— start Material for this exercise —

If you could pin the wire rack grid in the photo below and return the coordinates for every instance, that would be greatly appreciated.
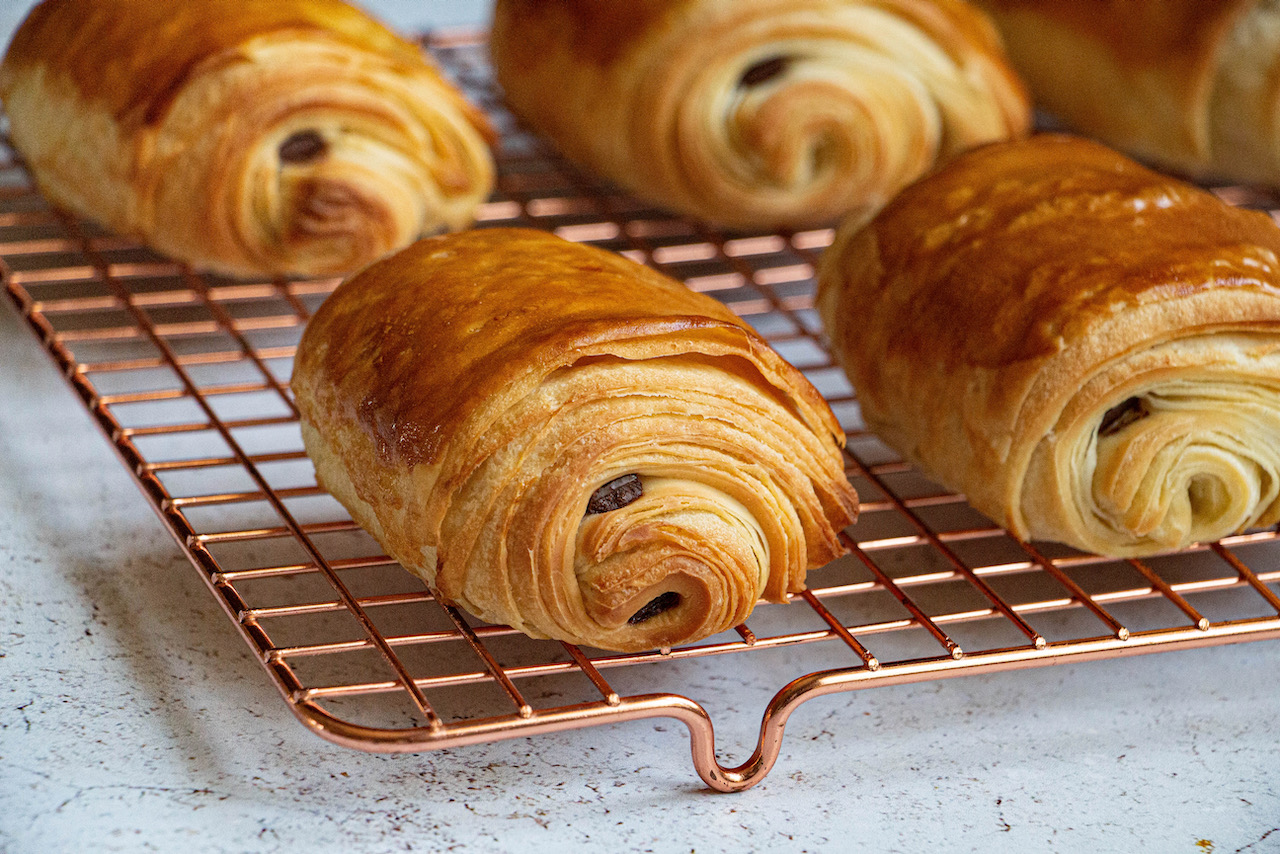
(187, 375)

— end Material for this exercise —
— start Material for this exercise —

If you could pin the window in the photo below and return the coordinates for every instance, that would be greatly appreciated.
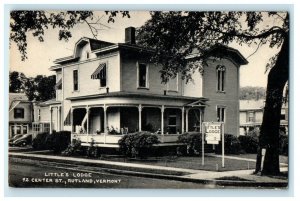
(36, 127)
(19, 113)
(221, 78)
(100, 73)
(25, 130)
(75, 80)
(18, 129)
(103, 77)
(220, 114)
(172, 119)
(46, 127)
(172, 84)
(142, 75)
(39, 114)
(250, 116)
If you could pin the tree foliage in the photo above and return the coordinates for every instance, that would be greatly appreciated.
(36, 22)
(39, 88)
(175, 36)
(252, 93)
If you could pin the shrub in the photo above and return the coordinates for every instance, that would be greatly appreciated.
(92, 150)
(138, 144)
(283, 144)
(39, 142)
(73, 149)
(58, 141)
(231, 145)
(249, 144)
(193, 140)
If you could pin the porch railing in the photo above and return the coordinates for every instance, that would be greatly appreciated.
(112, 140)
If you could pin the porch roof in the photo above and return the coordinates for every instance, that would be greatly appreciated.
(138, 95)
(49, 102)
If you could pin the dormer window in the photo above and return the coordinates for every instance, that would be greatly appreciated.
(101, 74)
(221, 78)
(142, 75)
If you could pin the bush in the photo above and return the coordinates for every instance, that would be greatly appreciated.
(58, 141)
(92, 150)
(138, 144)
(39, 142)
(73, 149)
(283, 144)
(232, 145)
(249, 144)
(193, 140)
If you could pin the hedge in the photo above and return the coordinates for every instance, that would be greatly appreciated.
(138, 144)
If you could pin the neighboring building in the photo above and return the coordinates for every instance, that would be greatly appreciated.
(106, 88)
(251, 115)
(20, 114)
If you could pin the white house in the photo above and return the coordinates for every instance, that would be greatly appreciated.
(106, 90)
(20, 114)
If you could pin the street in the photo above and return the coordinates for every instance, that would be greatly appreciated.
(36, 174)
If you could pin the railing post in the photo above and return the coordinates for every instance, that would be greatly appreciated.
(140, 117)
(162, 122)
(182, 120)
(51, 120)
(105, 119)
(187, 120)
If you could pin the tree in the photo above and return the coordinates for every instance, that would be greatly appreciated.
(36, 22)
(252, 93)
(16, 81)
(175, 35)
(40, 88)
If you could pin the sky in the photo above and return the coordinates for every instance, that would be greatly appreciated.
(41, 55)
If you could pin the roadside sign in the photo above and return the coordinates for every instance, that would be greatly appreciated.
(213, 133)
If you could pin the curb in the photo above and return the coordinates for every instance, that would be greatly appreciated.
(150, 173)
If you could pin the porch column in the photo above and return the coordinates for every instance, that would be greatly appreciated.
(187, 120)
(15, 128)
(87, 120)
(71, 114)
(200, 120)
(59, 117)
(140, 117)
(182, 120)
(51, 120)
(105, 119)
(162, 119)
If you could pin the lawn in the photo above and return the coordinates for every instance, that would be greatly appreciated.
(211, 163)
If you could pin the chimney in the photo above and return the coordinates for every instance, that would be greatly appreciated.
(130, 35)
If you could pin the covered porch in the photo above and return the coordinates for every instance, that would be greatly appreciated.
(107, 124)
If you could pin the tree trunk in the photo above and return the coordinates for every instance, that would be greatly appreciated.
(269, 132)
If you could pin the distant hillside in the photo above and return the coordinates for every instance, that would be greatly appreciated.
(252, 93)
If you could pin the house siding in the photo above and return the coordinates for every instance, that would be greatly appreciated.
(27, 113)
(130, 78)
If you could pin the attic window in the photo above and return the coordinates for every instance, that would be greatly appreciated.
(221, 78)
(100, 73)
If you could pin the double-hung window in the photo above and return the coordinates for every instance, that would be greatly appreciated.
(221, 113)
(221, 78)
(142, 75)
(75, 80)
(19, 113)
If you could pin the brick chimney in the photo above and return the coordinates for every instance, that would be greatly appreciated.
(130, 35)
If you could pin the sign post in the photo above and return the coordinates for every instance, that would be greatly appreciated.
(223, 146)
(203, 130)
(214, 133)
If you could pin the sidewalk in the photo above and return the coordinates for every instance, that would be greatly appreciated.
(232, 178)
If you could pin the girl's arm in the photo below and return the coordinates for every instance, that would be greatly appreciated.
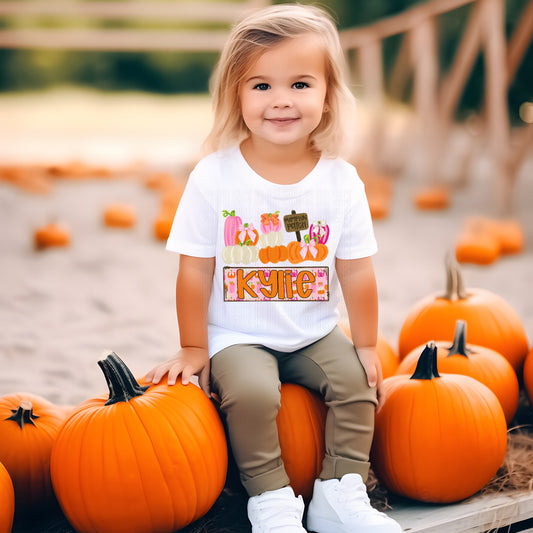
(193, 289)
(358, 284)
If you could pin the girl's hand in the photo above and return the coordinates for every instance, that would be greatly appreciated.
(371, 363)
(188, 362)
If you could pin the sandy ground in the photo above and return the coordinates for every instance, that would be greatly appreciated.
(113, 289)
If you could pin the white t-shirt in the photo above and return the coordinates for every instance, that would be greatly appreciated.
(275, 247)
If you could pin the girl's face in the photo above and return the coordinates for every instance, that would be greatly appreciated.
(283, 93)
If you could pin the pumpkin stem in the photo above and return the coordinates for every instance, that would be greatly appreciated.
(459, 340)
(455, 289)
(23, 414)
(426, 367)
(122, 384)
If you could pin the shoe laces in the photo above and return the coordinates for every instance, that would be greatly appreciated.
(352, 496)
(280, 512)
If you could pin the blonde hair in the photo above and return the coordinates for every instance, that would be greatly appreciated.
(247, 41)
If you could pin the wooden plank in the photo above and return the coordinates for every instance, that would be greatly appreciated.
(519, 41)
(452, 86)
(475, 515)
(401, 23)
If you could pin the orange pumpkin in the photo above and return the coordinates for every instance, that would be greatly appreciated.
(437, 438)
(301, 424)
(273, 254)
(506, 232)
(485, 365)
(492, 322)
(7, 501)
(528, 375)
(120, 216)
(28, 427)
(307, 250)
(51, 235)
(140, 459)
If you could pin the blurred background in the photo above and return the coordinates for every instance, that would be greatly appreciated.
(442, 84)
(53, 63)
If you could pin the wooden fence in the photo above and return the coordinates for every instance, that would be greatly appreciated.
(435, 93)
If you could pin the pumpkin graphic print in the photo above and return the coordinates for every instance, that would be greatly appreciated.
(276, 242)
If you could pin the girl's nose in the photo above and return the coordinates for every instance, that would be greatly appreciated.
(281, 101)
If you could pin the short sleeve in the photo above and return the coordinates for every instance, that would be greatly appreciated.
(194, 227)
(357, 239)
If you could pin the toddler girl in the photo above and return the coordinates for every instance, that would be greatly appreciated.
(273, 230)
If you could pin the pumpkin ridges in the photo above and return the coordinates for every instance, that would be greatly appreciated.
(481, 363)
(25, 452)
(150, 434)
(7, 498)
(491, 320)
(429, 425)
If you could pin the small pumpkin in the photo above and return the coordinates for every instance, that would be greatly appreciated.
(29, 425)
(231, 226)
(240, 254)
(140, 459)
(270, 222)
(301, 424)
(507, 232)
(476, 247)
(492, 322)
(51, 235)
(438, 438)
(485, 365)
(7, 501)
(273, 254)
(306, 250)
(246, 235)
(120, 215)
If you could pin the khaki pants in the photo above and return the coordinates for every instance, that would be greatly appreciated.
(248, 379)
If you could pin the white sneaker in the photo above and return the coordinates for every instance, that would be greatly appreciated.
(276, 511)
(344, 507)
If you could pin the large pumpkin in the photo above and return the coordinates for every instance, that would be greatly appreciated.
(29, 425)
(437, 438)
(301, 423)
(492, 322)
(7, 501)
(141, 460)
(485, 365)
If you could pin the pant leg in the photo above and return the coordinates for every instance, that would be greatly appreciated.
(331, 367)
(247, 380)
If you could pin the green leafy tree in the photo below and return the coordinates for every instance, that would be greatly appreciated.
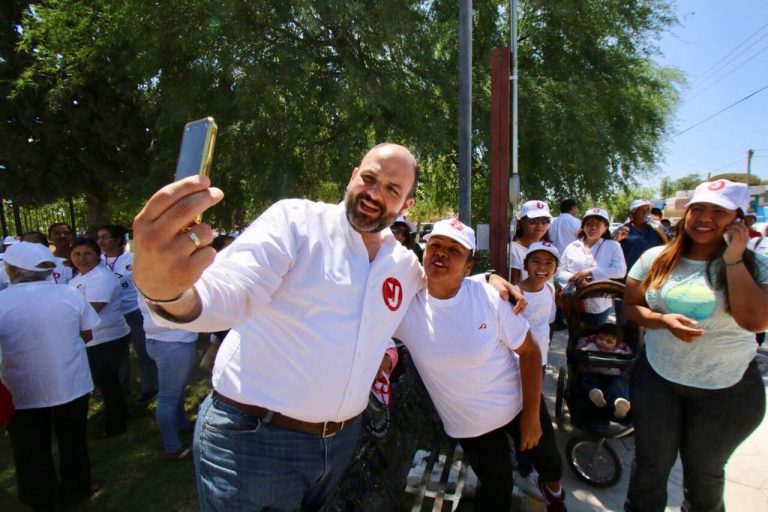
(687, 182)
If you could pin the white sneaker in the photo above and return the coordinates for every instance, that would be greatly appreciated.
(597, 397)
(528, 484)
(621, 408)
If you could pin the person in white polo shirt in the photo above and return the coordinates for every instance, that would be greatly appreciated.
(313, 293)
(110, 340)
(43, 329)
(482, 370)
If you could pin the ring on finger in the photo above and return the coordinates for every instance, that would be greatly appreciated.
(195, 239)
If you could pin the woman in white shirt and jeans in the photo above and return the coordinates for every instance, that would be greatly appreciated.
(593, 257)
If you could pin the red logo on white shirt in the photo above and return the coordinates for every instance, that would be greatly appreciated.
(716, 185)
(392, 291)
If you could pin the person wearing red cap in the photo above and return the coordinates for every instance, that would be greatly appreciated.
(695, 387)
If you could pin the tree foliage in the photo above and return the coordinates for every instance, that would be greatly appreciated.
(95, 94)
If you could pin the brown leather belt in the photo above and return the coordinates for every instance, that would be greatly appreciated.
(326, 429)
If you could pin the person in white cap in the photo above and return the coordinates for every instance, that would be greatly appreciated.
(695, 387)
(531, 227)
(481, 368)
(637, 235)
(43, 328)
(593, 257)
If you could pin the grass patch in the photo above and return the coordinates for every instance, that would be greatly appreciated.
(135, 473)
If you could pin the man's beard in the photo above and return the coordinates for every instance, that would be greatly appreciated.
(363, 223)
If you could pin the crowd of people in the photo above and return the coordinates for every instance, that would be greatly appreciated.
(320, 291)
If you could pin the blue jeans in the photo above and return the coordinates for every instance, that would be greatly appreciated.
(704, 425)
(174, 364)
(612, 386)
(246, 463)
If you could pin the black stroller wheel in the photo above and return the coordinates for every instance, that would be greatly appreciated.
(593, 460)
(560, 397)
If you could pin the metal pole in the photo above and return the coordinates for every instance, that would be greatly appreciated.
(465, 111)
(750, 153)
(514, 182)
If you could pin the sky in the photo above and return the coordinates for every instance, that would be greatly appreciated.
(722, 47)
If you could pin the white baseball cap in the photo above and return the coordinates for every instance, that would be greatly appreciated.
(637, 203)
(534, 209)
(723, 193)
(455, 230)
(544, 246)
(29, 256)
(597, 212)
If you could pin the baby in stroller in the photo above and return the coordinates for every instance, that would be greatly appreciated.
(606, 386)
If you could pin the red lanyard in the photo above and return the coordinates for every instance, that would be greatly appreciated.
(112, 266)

— end Material for this exercise —

_Prompt:_ Pull out every line in the data above that contains the string "pumpkin" and copy each one in full. Match case exactly.

_Complete answer:_
If you could pin the pumpkin stem in the photo above and return the coordinates for every instance, that would be greatly appreciated.
If you could pin the orange pumpkin in the photo above and return the coordinates for every instance, that would be greatly appreciated.
If you could pin the pumpkin graphic print in the photo above and return the coordinates for every instance, that would be greatly appreciated.
If you could pin the pumpkin ridges in the photo above and return the coordinates for every instance, that would be greatly appreciated.
If you could pin the small pumpkin in the photo above and return the coordinates for every instance, that would be greatly appreciated.
If you could pin the large pumpkin in the photo above and return the coordinates for every instance, that would be greatly appreciated.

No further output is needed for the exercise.